TASK INPUT:
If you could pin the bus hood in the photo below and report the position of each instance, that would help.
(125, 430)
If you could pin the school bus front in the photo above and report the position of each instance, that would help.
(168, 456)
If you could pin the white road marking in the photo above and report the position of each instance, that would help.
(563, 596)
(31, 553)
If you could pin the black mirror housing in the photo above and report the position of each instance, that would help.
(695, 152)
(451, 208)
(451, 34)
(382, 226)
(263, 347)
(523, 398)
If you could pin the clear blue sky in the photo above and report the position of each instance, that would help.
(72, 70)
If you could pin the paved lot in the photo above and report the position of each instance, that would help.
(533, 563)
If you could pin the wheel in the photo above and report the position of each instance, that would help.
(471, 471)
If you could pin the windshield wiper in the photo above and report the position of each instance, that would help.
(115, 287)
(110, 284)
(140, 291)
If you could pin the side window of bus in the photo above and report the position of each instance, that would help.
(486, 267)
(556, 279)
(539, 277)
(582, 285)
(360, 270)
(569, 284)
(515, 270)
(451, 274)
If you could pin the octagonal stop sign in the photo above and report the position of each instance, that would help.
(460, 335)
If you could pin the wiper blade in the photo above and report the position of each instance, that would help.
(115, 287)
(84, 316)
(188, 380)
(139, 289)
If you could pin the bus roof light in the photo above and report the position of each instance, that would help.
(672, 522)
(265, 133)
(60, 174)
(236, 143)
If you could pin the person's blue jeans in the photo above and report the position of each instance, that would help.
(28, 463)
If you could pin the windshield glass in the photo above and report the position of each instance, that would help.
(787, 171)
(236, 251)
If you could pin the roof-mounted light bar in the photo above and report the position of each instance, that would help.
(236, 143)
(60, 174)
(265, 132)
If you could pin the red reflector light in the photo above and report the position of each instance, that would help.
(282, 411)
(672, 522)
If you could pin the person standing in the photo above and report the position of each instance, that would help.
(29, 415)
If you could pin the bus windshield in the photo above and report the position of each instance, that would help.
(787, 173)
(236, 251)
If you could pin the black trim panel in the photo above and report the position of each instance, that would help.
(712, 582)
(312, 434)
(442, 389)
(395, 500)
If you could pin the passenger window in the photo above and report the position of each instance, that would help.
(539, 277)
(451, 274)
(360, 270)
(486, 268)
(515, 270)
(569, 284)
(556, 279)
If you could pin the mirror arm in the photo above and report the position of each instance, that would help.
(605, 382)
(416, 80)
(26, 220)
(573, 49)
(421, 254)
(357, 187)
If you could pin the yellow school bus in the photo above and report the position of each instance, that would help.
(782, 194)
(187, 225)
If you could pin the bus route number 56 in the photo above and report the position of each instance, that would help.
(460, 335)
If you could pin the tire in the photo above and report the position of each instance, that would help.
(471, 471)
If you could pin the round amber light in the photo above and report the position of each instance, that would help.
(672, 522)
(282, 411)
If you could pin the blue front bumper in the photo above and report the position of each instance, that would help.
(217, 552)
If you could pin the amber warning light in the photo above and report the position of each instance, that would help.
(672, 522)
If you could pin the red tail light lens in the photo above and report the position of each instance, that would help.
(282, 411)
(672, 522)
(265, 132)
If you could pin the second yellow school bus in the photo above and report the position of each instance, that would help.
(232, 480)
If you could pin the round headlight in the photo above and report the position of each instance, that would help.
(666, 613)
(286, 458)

TASK OBJECTIVE:
Output each entry exactly. Leave none out.

WORKED SOLUTION:
If you could pin the bus hood in the photo below and report the position of each instance, that would help.
(125, 430)
If you could pin the school bus front in the photo above and report the position of each instance, that would help.
(168, 456)
If you could pin the white road marking in the photo above and report the position of each instance, that would help.
(563, 596)
(31, 553)
If you could pin the black mirror housing in the photo above and report the position of each instance, that would help.
(695, 152)
(451, 208)
(451, 34)
(382, 226)
(263, 347)
(523, 398)
If you could pin the clear blue sky in the photo above and report the position of each instance, that would help.
(72, 70)
If you could pin the paved lot in the photo above and report the position of each instance, that would help.
(533, 563)
If you could pin the wheel in the photo above and report the position of each instance, that would help.
(471, 471)
If you could pin the windshield wiper in the photo above and report the position of each instance, that would help.
(115, 287)
(110, 284)
(140, 291)
If you could pin the side window of bus in the photo above and report the position of each instance, that would help.
(486, 267)
(556, 279)
(539, 277)
(582, 285)
(360, 270)
(569, 284)
(515, 270)
(451, 274)
If you could pin the octagonal stop sign in the photo above and report the position of each instance, that would help.
(460, 335)
If you could pin the wiper blade in the photo above and report the position of each instance, that would help.
(115, 287)
(84, 316)
(188, 380)
(139, 289)
If you could pin the bus roof light in the photo above and report the position of each instance, that would help.
(672, 522)
(265, 133)
(60, 174)
(236, 143)
If you could pin the person's blue jeans in the photo above and report the position of each instance, that would help.
(28, 463)
If you could pin the windshield glass in the photo above and report the position of each instance, that would help.
(787, 171)
(236, 251)
If you could pin the roof-mounted light bar in the photo above and report the position of each instance, that would help.
(236, 143)
(60, 174)
(265, 132)
If you could pin the red reflector light in the photo above and report the position of each instance, that would help.
(282, 411)
(672, 522)
If you could pin the person standing in the photo above and report the position of each instance, that would help.
(29, 415)
If you could pin the bus windshield in the photo above and report the position of each instance, that would help.
(787, 173)
(236, 251)
If you could pin the black trim panel in the photo above and report the position of each instance, that would help.
(712, 582)
(312, 434)
(442, 389)
(395, 500)
If you could pin the passenger window in the photo above and report the position of each instance, that would help.
(539, 277)
(451, 274)
(360, 270)
(486, 268)
(515, 270)
(569, 284)
(556, 279)
If you could pin the mirror arm in the photo above and report the position of each instance, that would help.
(605, 382)
(416, 80)
(26, 220)
(573, 49)
(421, 254)
(357, 187)
If you could pin the yellow school bus in the photo above and report the position of each instance, that would help.
(782, 194)
(187, 225)
If you could pin the bus route number 56 in the photo above and report the position of each instance, that would help.
(460, 335)
If you could pin the tire in the photo above and report the position of each instance, that would help.
(471, 471)
If you could pin the round amber light in the photo above and report the position of each instance, that would help.
(672, 522)
(282, 411)
If you could pin the blue front bumper in the photo above and report the position of each instance, that would help.
(217, 552)
If you could pin the amber warning light in the photo above and report the position of each instance, that would help.
(672, 522)
If you could pin the red tail light lens in the photo above and report the position of each instance, that would help.
(282, 411)
(672, 522)
(265, 132)
If you could pin the second yellow school bus in the photo above and report the position of each instance, that would help.
(232, 480)
If you could pin the round headlight in the photo above and report the position of each instance, that would help.
(666, 613)
(286, 458)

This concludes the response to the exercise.